─── Record extracts

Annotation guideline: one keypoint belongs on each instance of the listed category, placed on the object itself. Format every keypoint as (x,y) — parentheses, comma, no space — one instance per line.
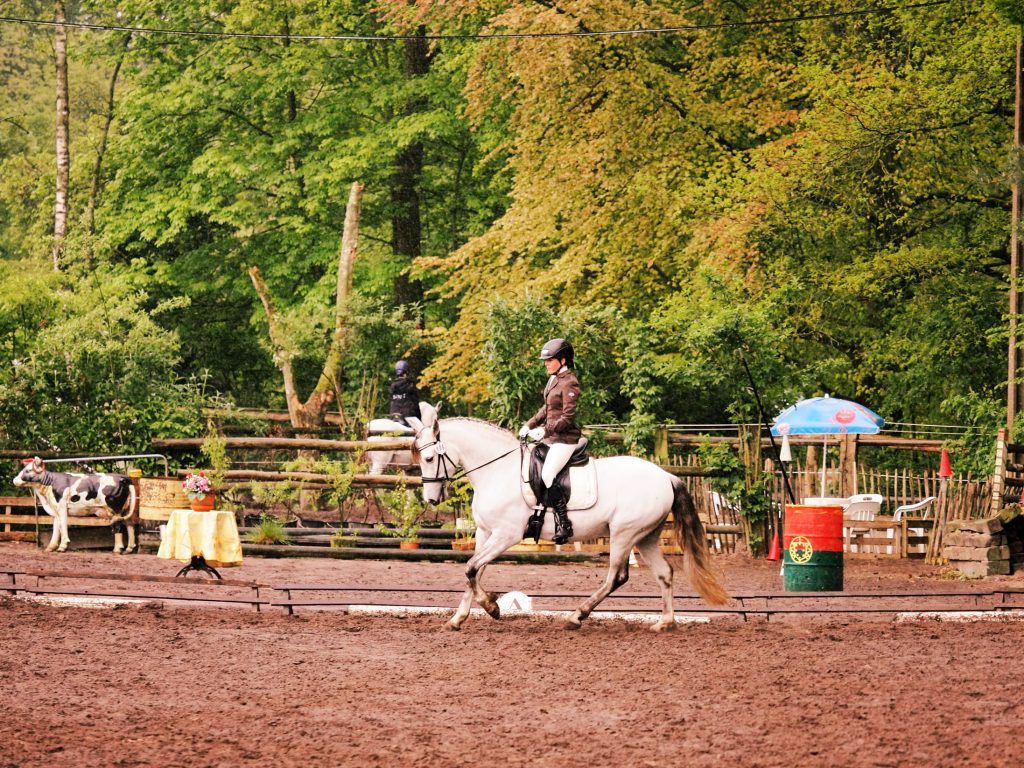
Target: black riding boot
(559,505)
(535,524)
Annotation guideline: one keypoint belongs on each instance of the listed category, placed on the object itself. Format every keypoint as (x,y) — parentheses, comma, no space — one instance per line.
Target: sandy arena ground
(166,685)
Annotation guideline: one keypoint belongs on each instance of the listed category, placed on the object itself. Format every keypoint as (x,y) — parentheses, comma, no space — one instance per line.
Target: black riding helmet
(558,348)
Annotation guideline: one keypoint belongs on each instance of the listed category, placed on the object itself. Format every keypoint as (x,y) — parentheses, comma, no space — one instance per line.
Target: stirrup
(563,526)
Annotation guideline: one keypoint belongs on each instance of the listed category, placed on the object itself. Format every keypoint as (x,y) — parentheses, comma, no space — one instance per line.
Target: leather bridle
(443,461)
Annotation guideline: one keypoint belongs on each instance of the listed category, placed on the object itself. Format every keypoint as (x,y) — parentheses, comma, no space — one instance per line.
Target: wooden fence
(966,497)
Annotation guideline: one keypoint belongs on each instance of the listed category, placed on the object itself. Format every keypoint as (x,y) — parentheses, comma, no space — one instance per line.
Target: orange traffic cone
(944,469)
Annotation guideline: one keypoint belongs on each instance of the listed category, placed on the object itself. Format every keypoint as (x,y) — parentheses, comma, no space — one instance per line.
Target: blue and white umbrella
(825,416)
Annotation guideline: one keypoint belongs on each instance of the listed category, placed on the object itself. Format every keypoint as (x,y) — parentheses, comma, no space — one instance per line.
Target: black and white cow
(61,494)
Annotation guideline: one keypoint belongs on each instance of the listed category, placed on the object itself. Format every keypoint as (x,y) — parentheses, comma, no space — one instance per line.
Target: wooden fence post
(999,474)
(848,465)
(662,444)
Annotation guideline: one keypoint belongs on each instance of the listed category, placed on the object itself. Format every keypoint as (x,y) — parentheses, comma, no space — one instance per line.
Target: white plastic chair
(922,509)
(861,507)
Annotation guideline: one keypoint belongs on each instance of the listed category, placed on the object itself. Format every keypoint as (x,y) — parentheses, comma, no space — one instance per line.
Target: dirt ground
(166,685)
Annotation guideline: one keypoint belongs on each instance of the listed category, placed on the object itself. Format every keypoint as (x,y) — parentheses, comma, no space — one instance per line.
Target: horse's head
(429,452)
(32,473)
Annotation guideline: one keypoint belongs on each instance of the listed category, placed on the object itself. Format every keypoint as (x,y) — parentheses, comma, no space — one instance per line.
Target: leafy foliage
(824,203)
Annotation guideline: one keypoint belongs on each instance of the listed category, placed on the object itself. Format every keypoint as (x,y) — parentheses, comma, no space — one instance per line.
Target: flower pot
(206,504)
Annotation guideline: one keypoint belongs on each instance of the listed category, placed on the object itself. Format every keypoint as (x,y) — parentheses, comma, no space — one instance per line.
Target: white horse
(635,498)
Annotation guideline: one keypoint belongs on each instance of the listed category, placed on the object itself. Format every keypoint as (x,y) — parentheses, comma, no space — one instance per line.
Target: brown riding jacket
(561,396)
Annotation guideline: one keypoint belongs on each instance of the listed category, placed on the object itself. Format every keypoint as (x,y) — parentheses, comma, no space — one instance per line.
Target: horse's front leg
(118,527)
(496,544)
(55,537)
(619,573)
(61,523)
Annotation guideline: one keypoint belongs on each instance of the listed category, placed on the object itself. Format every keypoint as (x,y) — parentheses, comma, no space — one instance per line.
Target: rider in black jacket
(404,398)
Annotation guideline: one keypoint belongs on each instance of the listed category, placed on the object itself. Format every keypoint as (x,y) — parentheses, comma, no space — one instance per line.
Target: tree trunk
(312,412)
(407,230)
(90,209)
(60,132)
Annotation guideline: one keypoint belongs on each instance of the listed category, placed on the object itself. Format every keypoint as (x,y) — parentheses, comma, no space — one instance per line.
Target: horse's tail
(690,537)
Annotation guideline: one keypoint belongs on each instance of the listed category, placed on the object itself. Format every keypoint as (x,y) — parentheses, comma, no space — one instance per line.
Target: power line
(474,36)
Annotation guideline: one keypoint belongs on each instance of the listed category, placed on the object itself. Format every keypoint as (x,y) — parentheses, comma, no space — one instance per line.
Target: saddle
(579,473)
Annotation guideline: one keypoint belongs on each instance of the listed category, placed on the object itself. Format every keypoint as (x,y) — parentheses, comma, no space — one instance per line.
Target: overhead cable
(473,36)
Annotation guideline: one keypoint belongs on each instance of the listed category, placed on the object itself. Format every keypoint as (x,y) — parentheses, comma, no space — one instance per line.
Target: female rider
(555,425)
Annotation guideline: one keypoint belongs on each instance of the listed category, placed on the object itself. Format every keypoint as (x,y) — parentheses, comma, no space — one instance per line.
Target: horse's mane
(494,427)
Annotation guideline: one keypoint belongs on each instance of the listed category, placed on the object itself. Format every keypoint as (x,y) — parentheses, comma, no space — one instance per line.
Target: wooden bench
(11,587)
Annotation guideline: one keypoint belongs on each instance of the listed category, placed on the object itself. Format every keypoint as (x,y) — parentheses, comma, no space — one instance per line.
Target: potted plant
(199,488)
(406,510)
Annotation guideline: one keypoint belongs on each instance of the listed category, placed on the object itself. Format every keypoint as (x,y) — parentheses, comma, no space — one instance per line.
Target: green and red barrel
(812,549)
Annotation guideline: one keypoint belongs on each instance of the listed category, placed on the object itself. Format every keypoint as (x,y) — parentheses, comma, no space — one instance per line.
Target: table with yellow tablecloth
(211,536)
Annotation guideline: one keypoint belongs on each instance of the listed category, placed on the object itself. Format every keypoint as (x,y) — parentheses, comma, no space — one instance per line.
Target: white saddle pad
(582,479)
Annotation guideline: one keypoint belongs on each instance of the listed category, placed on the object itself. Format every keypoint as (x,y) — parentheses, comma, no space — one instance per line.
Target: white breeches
(558,456)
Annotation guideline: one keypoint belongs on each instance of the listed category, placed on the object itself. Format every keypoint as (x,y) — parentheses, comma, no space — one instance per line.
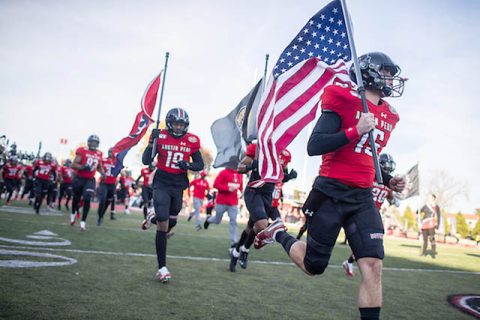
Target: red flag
(141,123)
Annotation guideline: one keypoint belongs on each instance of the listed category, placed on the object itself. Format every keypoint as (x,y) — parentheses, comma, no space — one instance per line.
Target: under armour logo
(309,213)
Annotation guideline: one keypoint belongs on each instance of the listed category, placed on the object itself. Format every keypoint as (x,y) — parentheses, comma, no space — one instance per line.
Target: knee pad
(172,222)
(317,256)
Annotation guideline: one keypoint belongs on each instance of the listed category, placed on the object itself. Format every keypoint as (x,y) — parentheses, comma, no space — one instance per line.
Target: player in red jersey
(177,152)
(341,194)
(200,188)
(380,193)
(88,160)
(107,188)
(10,173)
(66,179)
(147,192)
(260,204)
(28,187)
(43,170)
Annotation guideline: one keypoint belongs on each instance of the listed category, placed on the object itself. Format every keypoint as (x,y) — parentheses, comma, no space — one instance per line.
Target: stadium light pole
(361,90)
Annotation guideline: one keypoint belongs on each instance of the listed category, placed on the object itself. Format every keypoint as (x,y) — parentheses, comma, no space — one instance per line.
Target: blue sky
(72,68)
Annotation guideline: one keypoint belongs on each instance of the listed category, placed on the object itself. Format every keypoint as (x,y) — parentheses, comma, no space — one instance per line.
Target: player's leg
(431,236)
(219,211)
(102,202)
(425,242)
(161,202)
(197,205)
(365,232)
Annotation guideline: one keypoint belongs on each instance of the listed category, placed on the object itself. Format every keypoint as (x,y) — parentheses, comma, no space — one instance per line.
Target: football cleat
(233,260)
(72,219)
(147,223)
(163,275)
(206,224)
(348,267)
(268,234)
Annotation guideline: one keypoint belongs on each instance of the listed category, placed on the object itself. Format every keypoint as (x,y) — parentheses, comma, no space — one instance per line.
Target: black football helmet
(47,157)
(380,73)
(386,163)
(93,142)
(176,116)
(13,159)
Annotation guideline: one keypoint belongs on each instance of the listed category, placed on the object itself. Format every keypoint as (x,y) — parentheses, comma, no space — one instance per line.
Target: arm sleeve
(197,161)
(147,156)
(327,137)
(219,182)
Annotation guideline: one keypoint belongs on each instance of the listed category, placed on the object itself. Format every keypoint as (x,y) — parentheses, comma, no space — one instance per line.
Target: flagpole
(154,149)
(266,67)
(361,90)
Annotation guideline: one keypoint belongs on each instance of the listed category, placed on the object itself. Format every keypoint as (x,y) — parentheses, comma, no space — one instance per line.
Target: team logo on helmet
(174,117)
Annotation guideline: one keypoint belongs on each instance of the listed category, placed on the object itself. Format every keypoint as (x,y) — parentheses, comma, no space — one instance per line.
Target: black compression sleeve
(326,135)
(197,162)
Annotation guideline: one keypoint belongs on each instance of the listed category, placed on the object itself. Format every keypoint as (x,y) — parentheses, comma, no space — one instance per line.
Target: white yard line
(133,254)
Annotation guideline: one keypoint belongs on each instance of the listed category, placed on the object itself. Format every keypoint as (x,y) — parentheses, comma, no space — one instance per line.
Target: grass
(122,286)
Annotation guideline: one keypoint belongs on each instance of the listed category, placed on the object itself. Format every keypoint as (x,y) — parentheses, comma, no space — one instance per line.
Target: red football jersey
(29,171)
(90,157)
(67,174)
(145,173)
(44,169)
(381,192)
(352,164)
(108,165)
(199,187)
(171,150)
(12,171)
(126,182)
(277,194)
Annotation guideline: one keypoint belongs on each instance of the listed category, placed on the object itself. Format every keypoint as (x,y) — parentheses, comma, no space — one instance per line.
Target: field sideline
(115,264)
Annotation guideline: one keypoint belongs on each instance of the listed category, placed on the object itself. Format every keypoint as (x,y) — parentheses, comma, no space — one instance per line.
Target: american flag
(316,57)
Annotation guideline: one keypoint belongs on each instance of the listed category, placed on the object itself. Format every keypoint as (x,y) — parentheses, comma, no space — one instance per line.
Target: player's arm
(76,162)
(197,163)
(247,164)
(327,136)
(147,157)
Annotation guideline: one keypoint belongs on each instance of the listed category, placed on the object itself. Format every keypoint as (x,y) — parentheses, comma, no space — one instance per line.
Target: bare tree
(449,190)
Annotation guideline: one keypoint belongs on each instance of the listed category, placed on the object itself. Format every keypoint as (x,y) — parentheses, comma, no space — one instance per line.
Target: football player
(107,187)
(380,192)
(88,160)
(346,177)
(147,193)
(177,151)
(229,183)
(66,179)
(43,170)
(11,171)
(200,188)
(241,250)
(28,187)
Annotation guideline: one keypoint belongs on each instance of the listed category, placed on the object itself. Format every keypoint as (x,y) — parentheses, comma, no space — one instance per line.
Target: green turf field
(113,277)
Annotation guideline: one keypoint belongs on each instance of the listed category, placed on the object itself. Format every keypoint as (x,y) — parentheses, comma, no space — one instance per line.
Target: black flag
(412,186)
(227,132)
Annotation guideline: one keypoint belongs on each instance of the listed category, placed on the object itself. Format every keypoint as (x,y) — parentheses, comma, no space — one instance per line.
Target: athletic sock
(370,313)
(250,239)
(285,240)
(161,246)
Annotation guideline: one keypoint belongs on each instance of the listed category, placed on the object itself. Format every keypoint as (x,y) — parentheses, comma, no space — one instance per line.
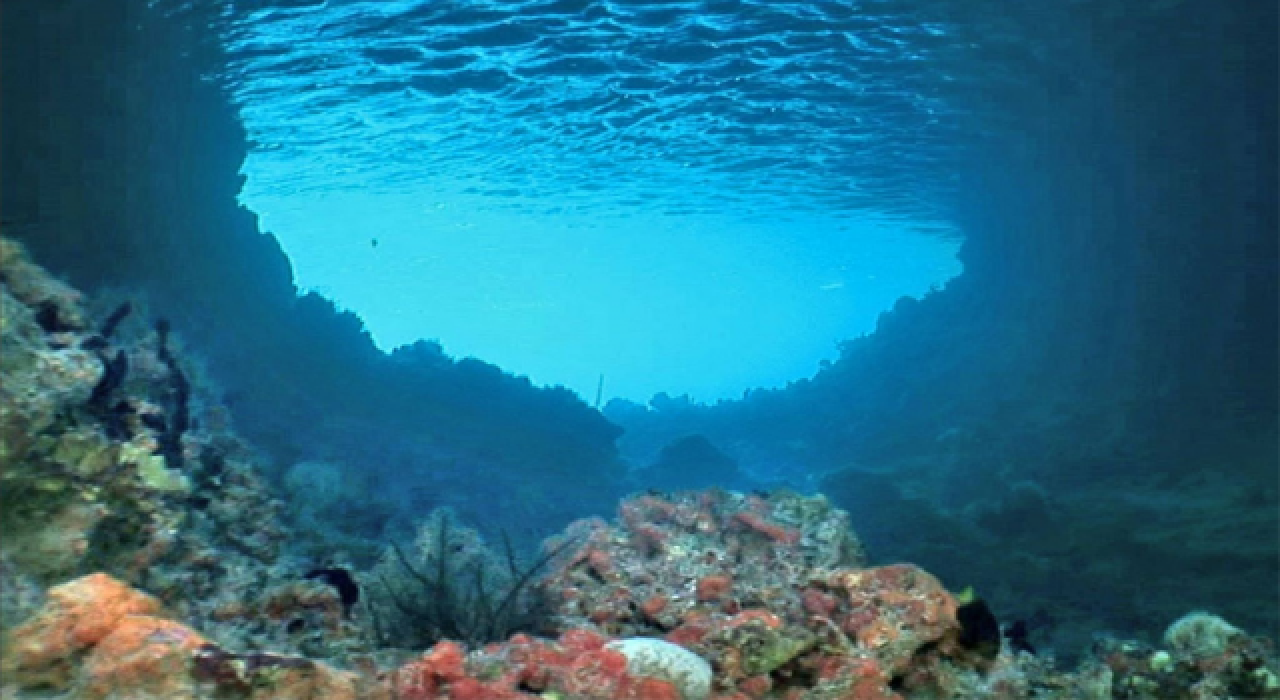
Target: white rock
(653,658)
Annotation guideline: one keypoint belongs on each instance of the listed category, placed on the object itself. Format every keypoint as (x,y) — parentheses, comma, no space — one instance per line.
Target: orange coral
(76,616)
(144,657)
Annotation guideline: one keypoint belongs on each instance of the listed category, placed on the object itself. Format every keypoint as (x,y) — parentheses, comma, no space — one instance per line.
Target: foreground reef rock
(144,558)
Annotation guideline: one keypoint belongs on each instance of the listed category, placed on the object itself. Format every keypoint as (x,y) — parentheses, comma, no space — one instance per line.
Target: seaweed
(170,440)
(113,321)
(443,599)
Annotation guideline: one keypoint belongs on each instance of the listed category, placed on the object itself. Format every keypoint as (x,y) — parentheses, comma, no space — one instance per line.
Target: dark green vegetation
(447,585)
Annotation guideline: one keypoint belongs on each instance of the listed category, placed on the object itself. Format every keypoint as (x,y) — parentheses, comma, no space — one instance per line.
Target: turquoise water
(695,197)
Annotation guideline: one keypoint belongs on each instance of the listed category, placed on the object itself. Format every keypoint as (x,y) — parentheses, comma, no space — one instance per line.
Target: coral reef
(123,577)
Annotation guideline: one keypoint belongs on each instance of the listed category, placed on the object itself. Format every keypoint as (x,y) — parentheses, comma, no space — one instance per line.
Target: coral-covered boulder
(77,616)
(144,658)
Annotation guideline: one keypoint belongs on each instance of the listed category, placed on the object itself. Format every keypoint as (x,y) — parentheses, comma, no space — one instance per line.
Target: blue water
(675,106)
(693,197)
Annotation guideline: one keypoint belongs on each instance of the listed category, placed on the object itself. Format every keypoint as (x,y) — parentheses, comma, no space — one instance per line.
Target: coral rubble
(144,558)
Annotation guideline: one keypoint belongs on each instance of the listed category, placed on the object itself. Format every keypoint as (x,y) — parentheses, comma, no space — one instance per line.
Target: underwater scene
(639,350)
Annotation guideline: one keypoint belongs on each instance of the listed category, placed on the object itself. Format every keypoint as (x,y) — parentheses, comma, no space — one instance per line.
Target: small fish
(342,581)
(1016,635)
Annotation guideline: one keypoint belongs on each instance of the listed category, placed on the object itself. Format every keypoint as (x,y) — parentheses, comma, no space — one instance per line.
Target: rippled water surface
(735,155)
(682,106)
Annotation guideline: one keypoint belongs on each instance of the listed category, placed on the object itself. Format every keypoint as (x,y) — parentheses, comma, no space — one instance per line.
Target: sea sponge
(1201,635)
(654,658)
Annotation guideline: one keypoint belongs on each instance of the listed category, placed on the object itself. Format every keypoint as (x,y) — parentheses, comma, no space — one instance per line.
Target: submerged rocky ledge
(144,556)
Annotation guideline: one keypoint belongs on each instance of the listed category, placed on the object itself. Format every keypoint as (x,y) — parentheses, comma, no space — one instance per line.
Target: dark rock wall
(122,169)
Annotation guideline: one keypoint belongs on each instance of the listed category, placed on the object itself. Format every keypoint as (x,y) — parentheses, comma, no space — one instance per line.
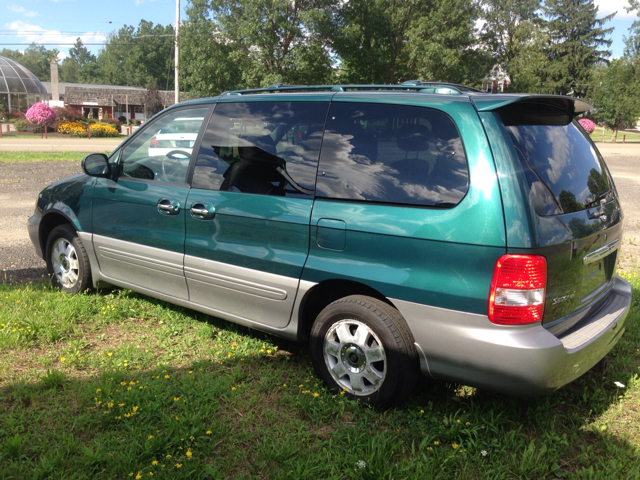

──────

- _Task description_
Reproduce exactly the line containing "Target: submerged rocky ledge" and every line after it in the material above, up to and including the last. Exclude all pictures.

- _Solution to this problem_
Target: submerged rocky ledge
(144,556)
Annotation guideline: one keypoint belongs on each instance of the listed category, placed on the object itself. Format every keypoint as (x,y) — parentheses, comma, no space — one instance per line.
Target: dark rock wall
(122,169)
Annotation guideline: one keypoint belongs on each instance of the listed category, placed on the object itself. Format every keypoint as (x,y) — parentheses, comma, no space — one instance per line.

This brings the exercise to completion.